- [Required action]:
Only an exact retyping of all the entries counts as an answer.

- [Excerpted data]:
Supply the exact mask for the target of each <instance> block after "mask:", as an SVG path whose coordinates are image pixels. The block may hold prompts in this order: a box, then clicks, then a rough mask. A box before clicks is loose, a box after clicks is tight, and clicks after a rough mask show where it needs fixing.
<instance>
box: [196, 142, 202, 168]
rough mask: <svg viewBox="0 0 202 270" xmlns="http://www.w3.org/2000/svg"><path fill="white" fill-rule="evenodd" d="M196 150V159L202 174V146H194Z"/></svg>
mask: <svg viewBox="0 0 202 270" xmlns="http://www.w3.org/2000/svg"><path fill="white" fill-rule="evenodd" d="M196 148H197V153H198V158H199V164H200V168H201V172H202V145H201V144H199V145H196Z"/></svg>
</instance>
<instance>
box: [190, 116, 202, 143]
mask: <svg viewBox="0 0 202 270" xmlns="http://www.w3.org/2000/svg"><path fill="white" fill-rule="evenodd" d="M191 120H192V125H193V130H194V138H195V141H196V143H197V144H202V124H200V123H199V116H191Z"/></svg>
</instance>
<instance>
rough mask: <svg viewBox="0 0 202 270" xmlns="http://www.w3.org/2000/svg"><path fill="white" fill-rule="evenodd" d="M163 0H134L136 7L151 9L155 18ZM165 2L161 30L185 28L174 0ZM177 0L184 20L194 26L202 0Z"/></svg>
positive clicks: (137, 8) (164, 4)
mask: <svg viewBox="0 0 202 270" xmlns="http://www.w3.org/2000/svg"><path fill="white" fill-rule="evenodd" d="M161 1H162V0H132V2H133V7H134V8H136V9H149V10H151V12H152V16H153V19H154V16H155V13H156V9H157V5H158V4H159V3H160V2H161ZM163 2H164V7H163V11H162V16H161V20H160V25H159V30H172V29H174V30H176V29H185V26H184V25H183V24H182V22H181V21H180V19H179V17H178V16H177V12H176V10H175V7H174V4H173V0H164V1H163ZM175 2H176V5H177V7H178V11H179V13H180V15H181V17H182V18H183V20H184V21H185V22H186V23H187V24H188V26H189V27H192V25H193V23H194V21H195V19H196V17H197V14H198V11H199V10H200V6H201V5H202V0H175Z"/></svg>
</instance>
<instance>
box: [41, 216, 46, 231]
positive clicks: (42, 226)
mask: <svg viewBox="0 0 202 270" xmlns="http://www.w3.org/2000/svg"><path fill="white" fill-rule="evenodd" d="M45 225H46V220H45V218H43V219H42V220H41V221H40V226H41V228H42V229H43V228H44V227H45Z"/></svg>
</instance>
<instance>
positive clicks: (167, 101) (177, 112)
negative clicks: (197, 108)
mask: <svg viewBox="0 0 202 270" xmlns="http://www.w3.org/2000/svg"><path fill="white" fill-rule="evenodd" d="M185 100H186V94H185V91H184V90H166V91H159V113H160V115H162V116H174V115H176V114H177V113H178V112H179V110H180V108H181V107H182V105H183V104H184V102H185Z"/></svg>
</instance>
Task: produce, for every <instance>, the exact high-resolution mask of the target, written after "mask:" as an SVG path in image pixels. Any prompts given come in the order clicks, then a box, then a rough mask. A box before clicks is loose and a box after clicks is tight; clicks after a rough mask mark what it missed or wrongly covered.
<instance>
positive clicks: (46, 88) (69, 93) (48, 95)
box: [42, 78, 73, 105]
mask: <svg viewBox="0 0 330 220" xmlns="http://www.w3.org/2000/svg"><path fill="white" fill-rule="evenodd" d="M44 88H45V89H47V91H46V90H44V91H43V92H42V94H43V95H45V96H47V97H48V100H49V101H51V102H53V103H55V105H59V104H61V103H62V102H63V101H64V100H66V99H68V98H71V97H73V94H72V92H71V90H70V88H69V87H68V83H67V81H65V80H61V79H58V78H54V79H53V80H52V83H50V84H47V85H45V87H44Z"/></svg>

- [Finished task]:
Supply the exact mask for the target of each <instance> block after "mask:", as an SVG path whose coordinates are image pixels. The block may hold prompts in this order: a box, then clicks, then a rough mask. A box before clicks is loose, a box after clicks is tight, and clicks after a rough mask show where it needs fixing.
<instance>
box: [196, 142, 202, 168]
rough mask: <svg viewBox="0 0 202 270" xmlns="http://www.w3.org/2000/svg"><path fill="white" fill-rule="evenodd" d="M196 150V159L202 174V146H194Z"/></svg>
mask: <svg viewBox="0 0 202 270" xmlns="http://www.w3.org/2000/svg"><path fill="white" fill-rule="evenodd" d="M196 148H197V153H198V158H199V164H200V168H201V172H202V145H201V144H199V145H196Z"/></svg>
</instance>
<instance>
box: [190, 116, 202, 143]
mask: <svg viewBox="0 0 202 270" xmlns="http://www.w3.org/2000/svg"><path fill="white" fill-rule="evenodd" d="M191 120H192V125H193V130H194V138H195V141H196V143H197V144H202V124H200V123H199V116H191Z"/></svg>
</instance>
<instance>
rough mask: <svg viewBox="0 0 202 270" xmlns="http://www.w3.org/2000/svg"><path fill="white" fill-rule="evenodd" d="M163 0H134L136 7L151 9L155 18ZM165 2L161 30L185 28L174 0ZM177 0L184 20L194 26L202 0Z"/></svg>
positive clicks: (137, 8) (164, 4)
mask: <svg viewBox="0 0 202 270" xmlns="http://www.w3.org/2000/svg"><path fill="white" fill-rule="evenodd" d="M161 1H162V0H132V2H133V7H134V8H136V9H149V10H151V12H152V16H153V19H154V16H155V13H156V9H157V5H158V4H159V3H160V2H161ZM163 2H164V7H163V11H162V16H161V20H160V25H159V30H172V29H174V30H176V29H185V26H184V25H183V24H182V22H181V21H180V19H179V17H178V16H177V12H176V10H175V7H174V4H173V0H164V1H163ZM175 2H176V5H177V7H178V11H179V13H180V15H181V17H182V18H183V20H184V21H185V22H186V23H187V24H188V26H189V27H192V25H193V23H194V21H195V19H196V17H197V14H198V11H199V10H200V6H201V5H202V0H175Z"/></svg>
</instance>
<instance>
box: [41, 216, 46, 231]
positive clicks: (42, 226)
mask: <svg viewBox="0 0 202 270" xmlns="http://www.w3.org/2000/svg"><path fill="white" fill-rule="evenodd" d="M45 225H46V220H45V218H43V219H42V220H41V221H40V226H41V228H42V229H43V228H44V227H45Z"/></svg>
</instance>
<instance>
positive clicks: (167, 101) (177, 112)
negative clicks: (197, 108)
mask: <svg viewBox="0 0 202 270" xmlns="http://www.w3.org/2000/svg"><path fill="white" fill-rule="evenodd" d="M185 100H186V94H185V91H184V90H166V91H159V113H160V115H162V116H174V115H176V114H177V113H178V112H179V110H180V108H181V107H182V105H183V104H184V102H185Z"/></svg>
</instance>
Task: produce, for every <instance>, the exact high-resolution mask of the target, written after "mask:" as an SVG path in image pixels. Any prompts given come in the order clicks, then a box, then a rough mask. A box before clicks is loose and a box after clicks is tight; clicks after a rough mask mark what it missed or wrongly covered.
<instance>
positive clicks: (46, 88) (69, 93) (48, 95)
box: [42, 78, 73, 105]
mask: <svg viewBox="0 0 330 220" xmlns="http://www.w3.org/2000/svg"><path fill="white" fill-rule="evenodd" d="M44 88H45V89H47V91H46V90H44V91H43V92H42V94H43V95H45V96H47V97H48V100H49V101H51V102H53V103H55V105H59V104H61V103H62V102H63V101H64V100H66V99H68V98H71V97H73V94H72V92H71V90H70V88H69V87H68V83H67V81H65V80H61V79H58V78H54V79H53V80H52V83H50V84H47V85H45V87H44Z"/></svg>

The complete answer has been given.